Extracted data:
↓↓↓

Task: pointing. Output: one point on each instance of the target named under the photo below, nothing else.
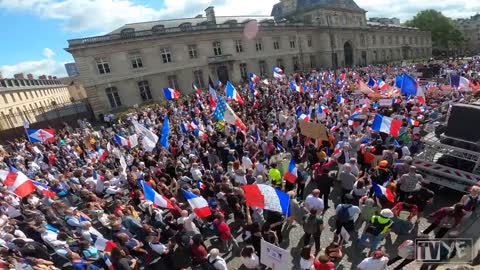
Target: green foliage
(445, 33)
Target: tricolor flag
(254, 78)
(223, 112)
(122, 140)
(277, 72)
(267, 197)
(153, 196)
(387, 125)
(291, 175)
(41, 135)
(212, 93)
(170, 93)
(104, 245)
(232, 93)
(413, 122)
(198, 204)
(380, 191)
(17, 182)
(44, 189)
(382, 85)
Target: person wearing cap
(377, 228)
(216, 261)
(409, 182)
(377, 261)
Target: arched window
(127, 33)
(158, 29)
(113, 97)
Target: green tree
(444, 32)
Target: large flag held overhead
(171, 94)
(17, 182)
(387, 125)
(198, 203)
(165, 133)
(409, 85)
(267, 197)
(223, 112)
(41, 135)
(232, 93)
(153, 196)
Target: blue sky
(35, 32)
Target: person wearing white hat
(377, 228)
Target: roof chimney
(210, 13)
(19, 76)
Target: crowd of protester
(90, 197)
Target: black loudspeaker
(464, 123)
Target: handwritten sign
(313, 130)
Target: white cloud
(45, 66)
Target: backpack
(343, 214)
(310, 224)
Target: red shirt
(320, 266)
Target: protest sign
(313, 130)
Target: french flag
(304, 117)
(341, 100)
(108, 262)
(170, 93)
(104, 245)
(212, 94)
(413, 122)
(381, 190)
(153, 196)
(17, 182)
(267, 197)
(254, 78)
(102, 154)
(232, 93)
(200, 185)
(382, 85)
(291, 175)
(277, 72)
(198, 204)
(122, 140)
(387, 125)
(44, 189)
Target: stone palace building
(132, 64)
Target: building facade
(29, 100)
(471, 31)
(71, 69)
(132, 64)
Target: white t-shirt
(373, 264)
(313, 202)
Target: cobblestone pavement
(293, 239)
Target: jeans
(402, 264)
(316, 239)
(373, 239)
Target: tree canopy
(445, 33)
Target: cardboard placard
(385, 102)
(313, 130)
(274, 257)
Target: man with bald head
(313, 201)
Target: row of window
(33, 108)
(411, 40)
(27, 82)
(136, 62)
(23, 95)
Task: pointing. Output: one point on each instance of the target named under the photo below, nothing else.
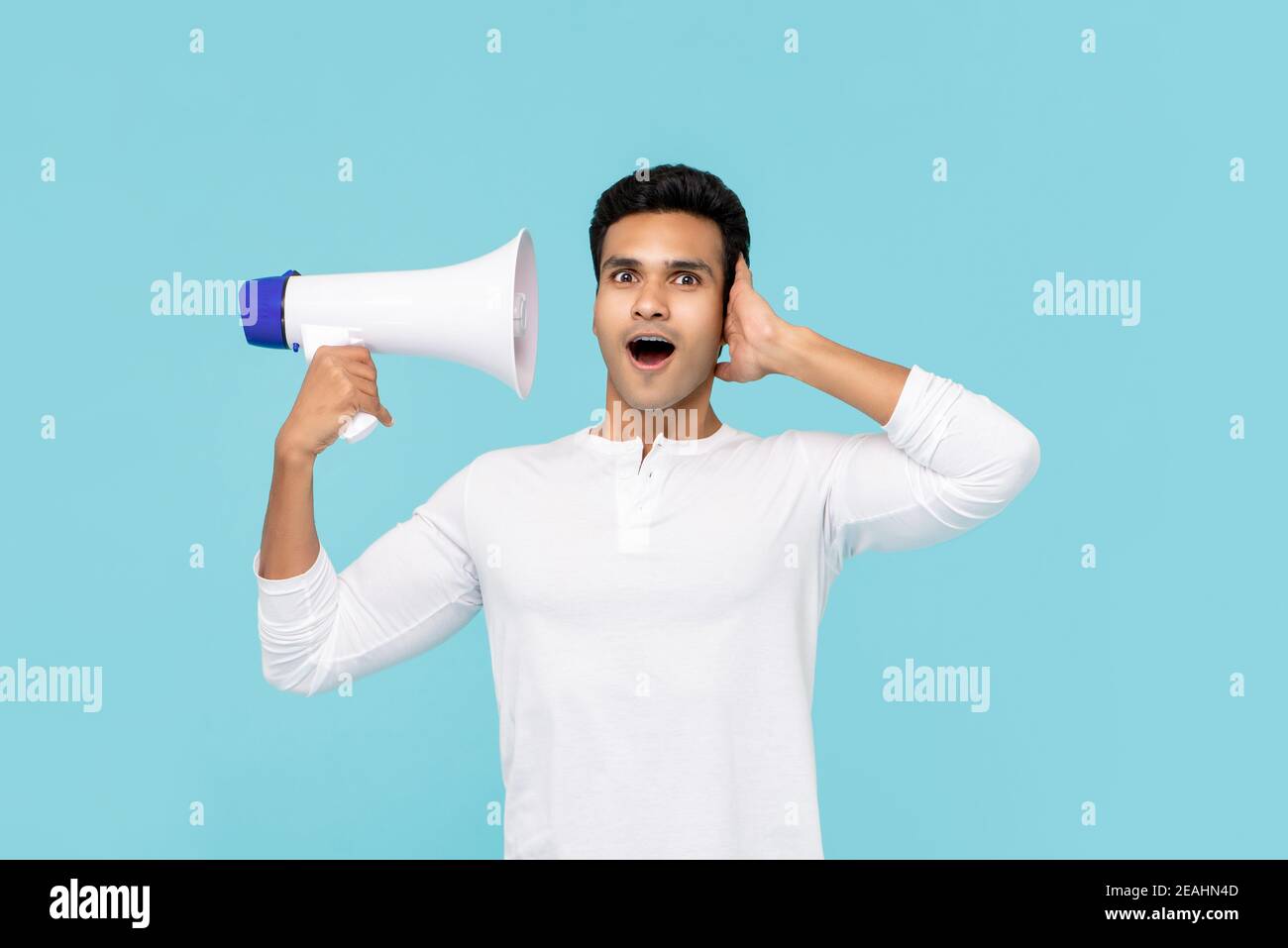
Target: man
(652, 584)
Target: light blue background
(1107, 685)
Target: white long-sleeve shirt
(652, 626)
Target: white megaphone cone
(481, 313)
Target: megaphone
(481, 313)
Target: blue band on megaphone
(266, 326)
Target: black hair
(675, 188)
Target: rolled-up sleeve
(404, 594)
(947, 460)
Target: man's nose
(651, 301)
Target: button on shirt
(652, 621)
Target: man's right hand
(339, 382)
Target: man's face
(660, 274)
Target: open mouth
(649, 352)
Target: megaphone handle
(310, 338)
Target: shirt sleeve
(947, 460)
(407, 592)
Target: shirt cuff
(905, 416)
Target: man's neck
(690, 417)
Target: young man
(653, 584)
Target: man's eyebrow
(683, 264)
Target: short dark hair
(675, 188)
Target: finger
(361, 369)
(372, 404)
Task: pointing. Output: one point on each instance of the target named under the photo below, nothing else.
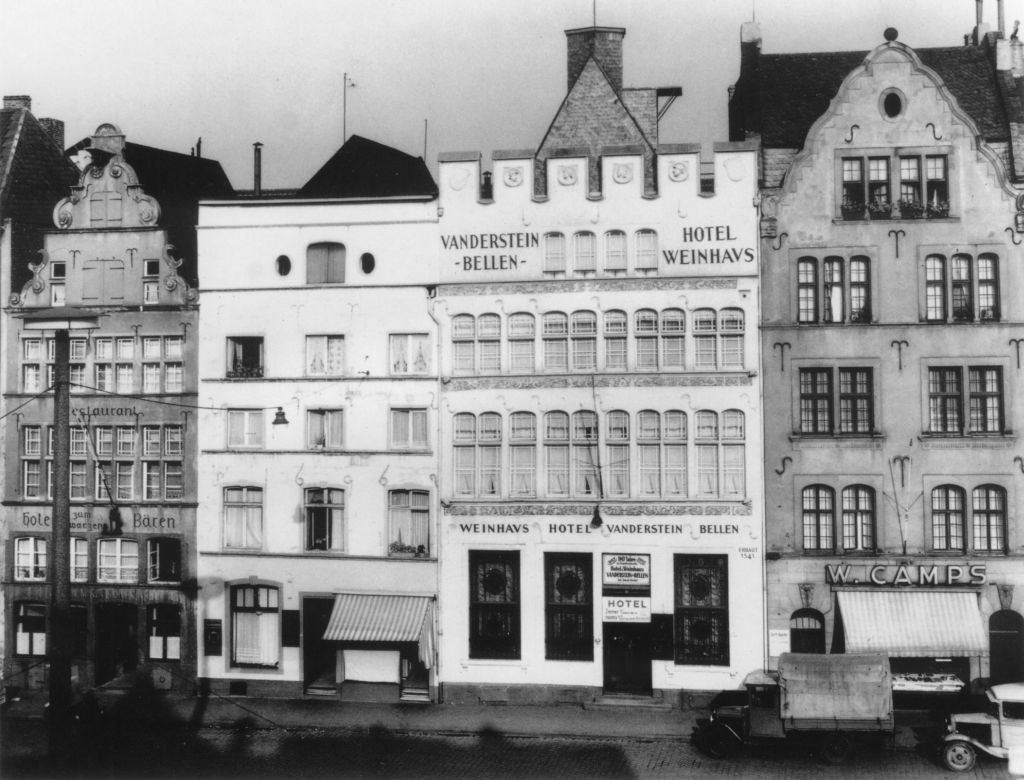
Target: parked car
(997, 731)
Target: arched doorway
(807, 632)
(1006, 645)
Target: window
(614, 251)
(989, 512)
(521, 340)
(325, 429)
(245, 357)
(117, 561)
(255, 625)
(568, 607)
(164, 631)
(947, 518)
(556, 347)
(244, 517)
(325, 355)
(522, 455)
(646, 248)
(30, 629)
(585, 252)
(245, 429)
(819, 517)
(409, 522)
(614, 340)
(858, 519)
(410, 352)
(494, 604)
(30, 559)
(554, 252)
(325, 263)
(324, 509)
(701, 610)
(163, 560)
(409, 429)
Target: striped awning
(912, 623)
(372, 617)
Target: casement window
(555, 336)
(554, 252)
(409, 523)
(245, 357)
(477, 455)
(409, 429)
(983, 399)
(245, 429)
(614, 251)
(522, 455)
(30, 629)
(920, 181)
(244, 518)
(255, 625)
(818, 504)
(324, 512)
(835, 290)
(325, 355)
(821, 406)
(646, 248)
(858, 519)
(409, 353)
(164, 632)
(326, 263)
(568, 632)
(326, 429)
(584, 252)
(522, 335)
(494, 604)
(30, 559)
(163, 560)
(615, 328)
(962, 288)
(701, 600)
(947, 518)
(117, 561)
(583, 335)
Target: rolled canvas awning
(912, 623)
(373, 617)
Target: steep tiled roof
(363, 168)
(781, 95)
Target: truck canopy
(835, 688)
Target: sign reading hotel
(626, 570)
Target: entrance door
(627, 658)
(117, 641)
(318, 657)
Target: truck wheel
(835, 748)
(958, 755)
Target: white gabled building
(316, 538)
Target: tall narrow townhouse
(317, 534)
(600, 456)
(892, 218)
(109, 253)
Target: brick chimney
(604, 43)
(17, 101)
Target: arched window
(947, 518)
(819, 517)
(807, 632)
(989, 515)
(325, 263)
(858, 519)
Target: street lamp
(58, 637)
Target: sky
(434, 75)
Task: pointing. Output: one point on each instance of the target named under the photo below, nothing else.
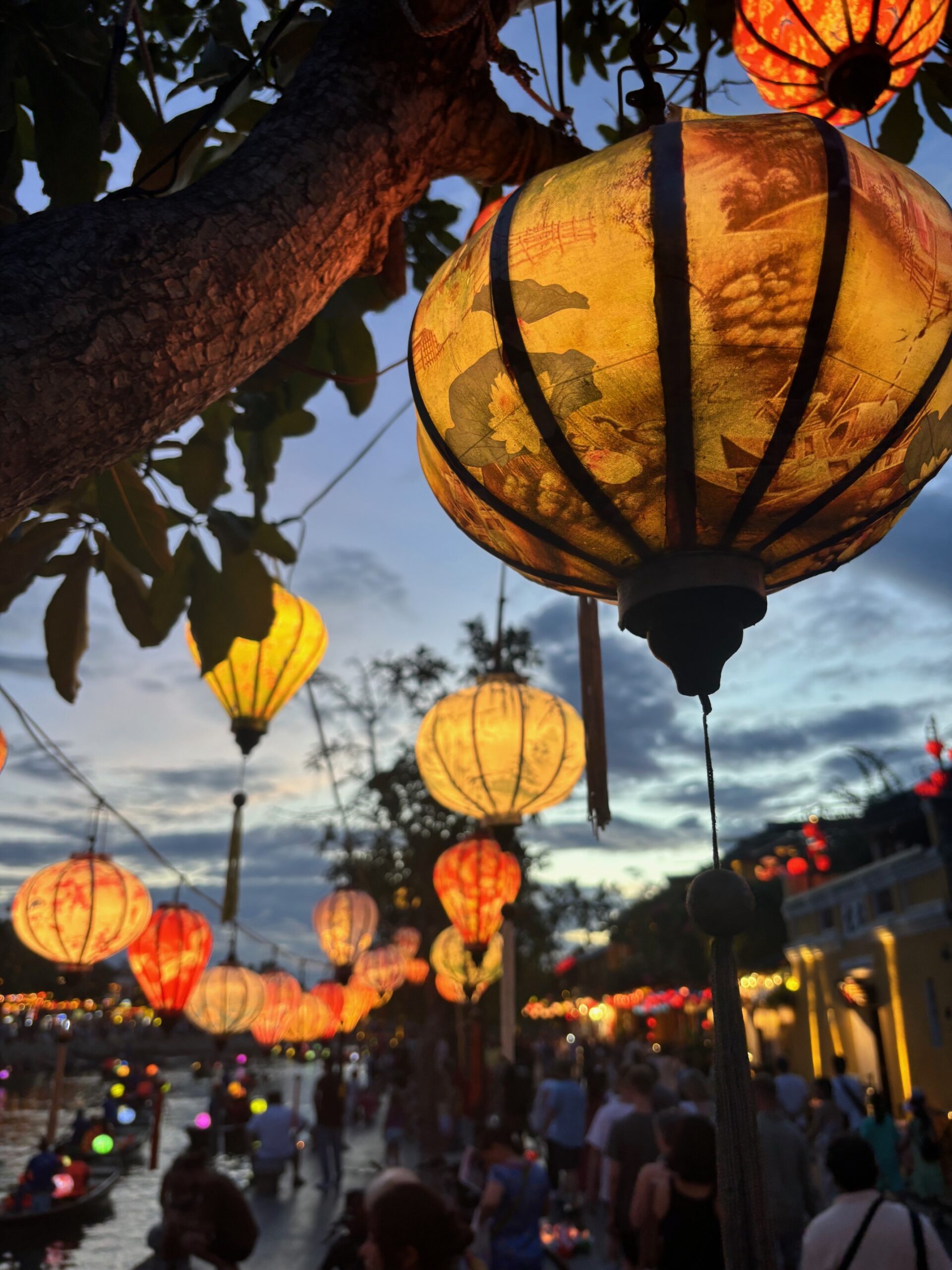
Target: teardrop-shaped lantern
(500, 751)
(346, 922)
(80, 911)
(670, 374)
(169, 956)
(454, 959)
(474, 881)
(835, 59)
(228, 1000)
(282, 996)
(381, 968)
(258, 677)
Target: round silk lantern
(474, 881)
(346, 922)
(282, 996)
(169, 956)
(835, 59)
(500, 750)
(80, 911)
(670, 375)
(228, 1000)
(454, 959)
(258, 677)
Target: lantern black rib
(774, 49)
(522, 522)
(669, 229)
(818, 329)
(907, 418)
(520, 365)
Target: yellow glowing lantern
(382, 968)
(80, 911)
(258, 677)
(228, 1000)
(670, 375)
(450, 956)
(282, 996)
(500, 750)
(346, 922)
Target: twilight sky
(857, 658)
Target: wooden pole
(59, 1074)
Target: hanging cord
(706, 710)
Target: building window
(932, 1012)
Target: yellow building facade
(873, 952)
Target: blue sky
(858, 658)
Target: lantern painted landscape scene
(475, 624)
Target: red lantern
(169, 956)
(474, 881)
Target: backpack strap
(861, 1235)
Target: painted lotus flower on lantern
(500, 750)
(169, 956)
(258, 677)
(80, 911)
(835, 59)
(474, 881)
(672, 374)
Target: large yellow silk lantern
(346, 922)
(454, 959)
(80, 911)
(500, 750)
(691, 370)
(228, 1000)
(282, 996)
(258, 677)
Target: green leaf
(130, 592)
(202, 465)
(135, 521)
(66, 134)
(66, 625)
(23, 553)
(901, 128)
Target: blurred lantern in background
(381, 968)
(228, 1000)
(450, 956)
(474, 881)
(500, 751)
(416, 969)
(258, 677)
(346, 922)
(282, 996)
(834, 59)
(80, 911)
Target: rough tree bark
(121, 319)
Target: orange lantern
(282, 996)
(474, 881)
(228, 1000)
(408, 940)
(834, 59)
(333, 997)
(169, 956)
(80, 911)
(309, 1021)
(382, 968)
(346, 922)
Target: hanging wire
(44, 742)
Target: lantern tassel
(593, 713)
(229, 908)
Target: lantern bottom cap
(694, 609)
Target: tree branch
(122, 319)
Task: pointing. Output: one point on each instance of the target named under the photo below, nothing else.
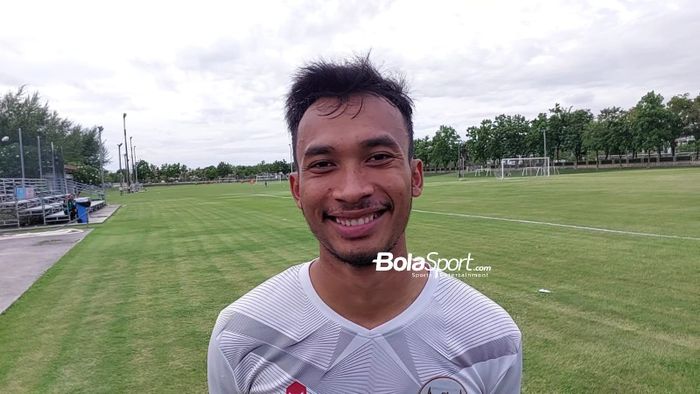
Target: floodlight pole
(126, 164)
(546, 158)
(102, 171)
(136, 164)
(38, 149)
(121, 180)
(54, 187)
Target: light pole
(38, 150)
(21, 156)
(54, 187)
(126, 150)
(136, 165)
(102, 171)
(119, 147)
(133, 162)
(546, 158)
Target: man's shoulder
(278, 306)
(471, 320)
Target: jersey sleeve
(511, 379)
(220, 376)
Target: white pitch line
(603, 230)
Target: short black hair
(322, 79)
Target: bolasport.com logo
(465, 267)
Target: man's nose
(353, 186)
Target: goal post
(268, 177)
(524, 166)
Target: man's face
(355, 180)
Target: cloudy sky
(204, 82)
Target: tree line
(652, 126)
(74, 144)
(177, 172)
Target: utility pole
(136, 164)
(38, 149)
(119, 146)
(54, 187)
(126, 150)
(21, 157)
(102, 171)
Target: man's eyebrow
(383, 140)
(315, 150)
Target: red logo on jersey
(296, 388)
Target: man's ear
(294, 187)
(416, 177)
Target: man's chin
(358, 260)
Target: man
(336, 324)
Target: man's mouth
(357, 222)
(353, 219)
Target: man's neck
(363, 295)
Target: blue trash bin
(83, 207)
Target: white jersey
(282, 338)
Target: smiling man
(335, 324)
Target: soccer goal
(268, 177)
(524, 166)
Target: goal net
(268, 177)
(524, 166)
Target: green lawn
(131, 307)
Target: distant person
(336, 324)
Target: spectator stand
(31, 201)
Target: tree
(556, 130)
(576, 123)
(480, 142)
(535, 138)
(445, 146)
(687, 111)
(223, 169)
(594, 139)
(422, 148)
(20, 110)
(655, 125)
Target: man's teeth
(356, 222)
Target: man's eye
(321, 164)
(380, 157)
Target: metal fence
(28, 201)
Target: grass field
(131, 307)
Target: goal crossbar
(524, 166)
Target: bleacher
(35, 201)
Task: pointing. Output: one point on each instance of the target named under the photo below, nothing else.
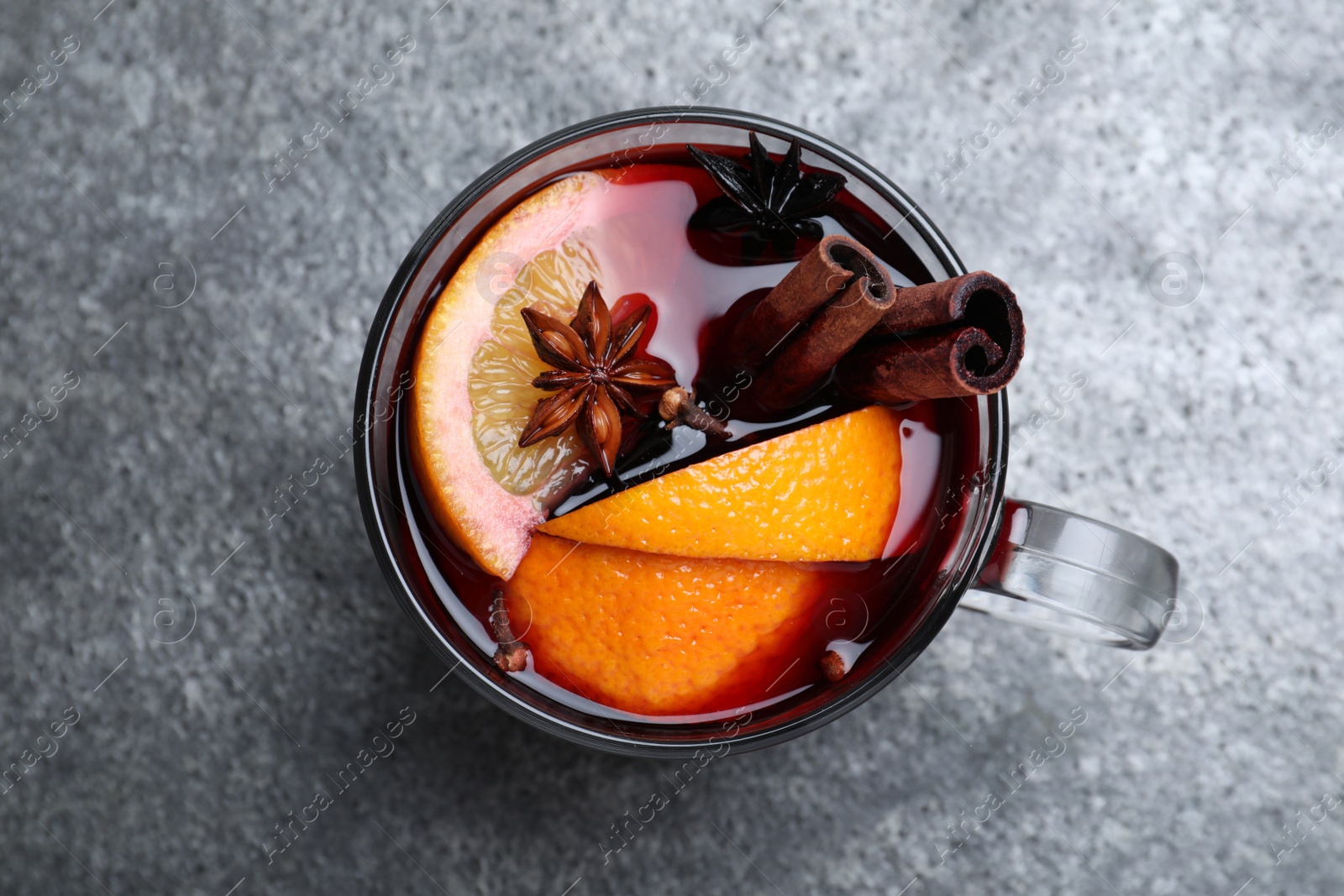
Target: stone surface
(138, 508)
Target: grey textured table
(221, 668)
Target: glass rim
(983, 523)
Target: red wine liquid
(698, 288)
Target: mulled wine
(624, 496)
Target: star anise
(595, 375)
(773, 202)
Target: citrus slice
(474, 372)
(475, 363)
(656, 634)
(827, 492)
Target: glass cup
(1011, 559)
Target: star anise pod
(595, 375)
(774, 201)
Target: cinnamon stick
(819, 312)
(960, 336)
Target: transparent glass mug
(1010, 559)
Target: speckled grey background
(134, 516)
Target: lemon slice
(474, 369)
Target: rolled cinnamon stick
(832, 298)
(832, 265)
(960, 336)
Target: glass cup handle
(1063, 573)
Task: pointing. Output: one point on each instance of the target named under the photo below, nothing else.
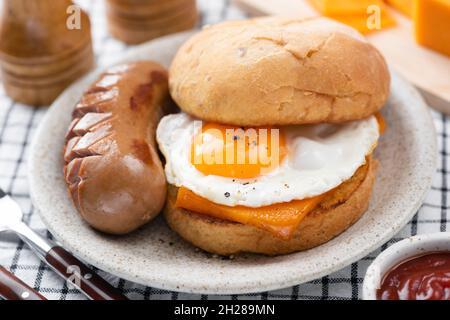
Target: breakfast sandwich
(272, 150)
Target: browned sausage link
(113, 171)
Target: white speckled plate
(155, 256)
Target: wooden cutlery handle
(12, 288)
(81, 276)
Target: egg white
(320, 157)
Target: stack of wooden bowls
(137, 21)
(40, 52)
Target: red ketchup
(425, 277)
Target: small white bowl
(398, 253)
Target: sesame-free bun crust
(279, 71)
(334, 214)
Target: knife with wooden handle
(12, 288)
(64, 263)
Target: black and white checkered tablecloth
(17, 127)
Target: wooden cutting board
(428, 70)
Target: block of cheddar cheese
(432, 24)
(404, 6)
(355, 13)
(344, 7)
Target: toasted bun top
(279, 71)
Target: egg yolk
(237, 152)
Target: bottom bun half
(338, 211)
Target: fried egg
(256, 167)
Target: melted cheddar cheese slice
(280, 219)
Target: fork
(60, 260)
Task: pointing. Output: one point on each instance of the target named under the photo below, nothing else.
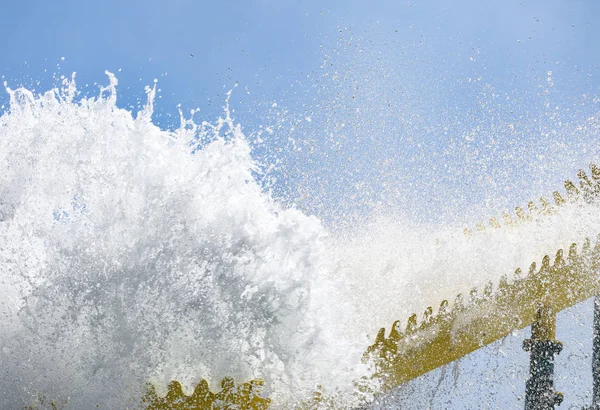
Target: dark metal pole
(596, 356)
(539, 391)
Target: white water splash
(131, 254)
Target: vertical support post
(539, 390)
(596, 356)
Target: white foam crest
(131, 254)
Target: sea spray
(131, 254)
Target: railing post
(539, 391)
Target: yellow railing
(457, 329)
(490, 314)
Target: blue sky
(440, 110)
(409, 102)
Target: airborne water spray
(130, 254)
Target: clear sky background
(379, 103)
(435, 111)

↑↑↑

Written instruction: Could you reproduce, unchanged, every line of the records from the one containing "Target: yellow railing" through the final line, with both of those lines included?

Answer in full:
Target: yellow railing
(457, 329)
(490, 314)
Target: blue sky
(440, 110)
(409, 102)
Target: airborne water spray
(130, 254)
Target: clear sky background
(379, 103)
(435, 111)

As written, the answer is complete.